### Short exercise
Take the line that contains "the grassy hill" and each line after it in the material below, and transcribe them exactly, stopping at the end.

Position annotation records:

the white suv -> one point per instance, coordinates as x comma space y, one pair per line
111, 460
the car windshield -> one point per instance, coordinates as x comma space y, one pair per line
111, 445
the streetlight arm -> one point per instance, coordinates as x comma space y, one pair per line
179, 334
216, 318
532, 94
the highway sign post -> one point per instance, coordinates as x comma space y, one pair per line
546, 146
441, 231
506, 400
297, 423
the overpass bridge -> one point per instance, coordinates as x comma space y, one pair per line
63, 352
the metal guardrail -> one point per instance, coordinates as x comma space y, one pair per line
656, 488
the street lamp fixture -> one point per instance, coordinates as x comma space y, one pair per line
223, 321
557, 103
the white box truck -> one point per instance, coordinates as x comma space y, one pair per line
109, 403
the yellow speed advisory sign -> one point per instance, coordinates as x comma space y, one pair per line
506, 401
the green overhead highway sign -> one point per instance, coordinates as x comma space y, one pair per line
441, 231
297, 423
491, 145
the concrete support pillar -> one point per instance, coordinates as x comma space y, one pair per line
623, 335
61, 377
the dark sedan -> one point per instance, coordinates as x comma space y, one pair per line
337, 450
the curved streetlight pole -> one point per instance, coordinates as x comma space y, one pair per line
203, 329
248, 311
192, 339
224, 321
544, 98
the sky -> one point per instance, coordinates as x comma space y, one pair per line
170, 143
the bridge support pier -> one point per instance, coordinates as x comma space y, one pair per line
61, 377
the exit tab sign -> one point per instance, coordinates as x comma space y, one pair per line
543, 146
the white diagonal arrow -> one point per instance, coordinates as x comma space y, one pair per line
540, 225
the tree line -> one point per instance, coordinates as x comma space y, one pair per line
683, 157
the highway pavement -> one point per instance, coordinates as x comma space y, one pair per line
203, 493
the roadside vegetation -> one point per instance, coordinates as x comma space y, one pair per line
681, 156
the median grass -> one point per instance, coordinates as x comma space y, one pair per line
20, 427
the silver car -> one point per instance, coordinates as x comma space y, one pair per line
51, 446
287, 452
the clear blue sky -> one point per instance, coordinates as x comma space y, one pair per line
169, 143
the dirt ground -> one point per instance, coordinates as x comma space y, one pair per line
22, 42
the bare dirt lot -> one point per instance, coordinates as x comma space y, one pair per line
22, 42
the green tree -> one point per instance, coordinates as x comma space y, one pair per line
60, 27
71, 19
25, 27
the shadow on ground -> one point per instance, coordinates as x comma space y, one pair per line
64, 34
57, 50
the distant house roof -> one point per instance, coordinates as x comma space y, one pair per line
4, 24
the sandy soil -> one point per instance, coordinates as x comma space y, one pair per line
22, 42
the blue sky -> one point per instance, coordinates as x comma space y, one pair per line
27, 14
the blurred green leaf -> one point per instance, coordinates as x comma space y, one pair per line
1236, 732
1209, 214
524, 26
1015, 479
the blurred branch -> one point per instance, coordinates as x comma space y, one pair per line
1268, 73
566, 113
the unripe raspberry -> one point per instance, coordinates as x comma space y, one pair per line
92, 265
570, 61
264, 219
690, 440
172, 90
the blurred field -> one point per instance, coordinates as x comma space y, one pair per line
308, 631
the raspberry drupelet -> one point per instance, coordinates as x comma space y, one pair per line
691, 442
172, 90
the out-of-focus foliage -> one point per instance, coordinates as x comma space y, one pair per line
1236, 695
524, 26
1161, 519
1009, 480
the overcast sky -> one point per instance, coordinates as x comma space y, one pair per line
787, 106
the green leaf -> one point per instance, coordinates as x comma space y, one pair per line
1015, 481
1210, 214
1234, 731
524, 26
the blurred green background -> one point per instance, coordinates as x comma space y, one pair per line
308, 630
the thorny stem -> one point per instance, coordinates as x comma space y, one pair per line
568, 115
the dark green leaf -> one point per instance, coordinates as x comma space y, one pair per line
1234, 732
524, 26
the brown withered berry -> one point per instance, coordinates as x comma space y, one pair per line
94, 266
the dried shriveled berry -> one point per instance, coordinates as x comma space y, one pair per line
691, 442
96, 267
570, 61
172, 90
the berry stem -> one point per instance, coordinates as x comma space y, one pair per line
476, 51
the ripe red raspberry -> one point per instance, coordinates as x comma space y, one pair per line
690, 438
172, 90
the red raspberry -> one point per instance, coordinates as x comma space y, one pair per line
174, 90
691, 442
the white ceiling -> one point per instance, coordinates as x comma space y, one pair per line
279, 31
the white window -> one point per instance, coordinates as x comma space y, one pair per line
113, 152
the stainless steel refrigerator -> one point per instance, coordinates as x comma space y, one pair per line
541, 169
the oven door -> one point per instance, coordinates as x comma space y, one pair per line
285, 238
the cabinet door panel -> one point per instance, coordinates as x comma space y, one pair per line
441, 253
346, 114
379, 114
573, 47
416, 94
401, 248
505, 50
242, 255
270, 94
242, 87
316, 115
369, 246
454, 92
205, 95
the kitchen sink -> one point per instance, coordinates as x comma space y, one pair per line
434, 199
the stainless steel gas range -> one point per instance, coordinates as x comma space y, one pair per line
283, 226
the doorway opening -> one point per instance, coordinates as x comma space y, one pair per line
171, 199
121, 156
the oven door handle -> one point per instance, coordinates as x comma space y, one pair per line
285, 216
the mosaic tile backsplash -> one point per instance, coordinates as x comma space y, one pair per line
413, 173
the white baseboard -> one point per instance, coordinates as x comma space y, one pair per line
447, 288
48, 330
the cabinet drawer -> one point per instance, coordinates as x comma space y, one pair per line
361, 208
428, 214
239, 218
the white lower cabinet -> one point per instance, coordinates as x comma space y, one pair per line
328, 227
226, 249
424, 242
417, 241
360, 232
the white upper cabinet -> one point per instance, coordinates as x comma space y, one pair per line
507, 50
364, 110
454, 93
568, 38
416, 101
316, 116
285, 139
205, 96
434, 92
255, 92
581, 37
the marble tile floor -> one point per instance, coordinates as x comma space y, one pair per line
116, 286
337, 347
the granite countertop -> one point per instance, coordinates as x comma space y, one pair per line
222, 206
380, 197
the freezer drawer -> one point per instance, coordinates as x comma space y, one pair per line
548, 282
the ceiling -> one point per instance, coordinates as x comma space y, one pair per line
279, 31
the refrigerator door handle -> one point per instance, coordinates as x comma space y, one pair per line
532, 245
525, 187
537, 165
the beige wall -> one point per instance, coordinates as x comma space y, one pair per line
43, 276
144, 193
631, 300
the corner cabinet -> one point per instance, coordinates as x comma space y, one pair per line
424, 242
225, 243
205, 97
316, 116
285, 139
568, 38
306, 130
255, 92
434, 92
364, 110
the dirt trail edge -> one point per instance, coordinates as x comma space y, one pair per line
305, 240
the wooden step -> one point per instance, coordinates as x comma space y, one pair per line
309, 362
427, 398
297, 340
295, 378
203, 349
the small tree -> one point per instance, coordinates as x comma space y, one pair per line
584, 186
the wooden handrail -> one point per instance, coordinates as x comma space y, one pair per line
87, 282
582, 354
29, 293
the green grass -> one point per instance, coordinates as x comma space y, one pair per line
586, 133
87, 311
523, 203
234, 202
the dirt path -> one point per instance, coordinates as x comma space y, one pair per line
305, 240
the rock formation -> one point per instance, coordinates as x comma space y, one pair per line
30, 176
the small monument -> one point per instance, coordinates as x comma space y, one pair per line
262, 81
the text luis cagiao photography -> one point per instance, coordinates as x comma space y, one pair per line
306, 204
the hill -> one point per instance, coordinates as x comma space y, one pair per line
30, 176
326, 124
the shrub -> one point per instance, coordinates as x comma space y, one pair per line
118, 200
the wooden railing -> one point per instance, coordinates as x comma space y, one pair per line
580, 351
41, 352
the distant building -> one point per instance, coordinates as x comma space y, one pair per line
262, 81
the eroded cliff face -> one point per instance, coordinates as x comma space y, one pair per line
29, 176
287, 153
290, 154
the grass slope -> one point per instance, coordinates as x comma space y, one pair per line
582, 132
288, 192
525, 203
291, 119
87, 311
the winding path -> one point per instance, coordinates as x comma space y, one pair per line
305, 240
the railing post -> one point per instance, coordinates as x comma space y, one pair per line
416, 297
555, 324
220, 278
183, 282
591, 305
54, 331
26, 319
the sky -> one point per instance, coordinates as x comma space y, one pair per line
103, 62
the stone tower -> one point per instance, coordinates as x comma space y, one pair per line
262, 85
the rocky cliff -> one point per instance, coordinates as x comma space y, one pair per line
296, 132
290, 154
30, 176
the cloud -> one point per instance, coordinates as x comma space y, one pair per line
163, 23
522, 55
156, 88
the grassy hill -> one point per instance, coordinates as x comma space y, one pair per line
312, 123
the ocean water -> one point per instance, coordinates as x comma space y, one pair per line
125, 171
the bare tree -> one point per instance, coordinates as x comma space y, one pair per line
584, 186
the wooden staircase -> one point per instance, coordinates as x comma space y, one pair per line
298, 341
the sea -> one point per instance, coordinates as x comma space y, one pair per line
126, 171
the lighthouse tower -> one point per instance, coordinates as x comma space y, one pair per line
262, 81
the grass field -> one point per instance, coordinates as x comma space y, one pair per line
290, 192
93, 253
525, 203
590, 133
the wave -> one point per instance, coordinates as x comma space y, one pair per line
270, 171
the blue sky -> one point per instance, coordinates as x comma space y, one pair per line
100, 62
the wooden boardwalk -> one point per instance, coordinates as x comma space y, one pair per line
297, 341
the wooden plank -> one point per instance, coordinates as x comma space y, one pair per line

### Worked solution
the grassy hill -> one point per instance, coordinates as x comma space y, one pair per line
312, 123
the ocean water -> one point per instance, coordinates as x comma space y, one pair per line
125, 171
the bare tree -> one point per instance, coordinates as x comma space y, one pair per line
584, 186
the wooden staircase -> one point per instance, coordinates as x comma space y, one pair per line
298, 341
the sea -> one point per instance, coordinates as x comma space y, one pair per line
126, 171
the lighthouse tower -> one point per instance, coordinates as x comma space y, one pair per line
262, 81
the grass field -> one point per instance, coordinates as x comma space y, one pair per line
290, 192
93, 253
525, 203
590, 133
the wave -> one point per instance, coordinates as x comma space y, one pair per line
270, 171
the blue sky -> one point per instance, coordinates as x comma space y, one pair per line
100, 62
the wooden boardwalk -> one point per instance, coordinates as x comma space y, one pair per line
297, 341
the wooden plank -> one point per instance, coordinates as x comma space y, one pair per line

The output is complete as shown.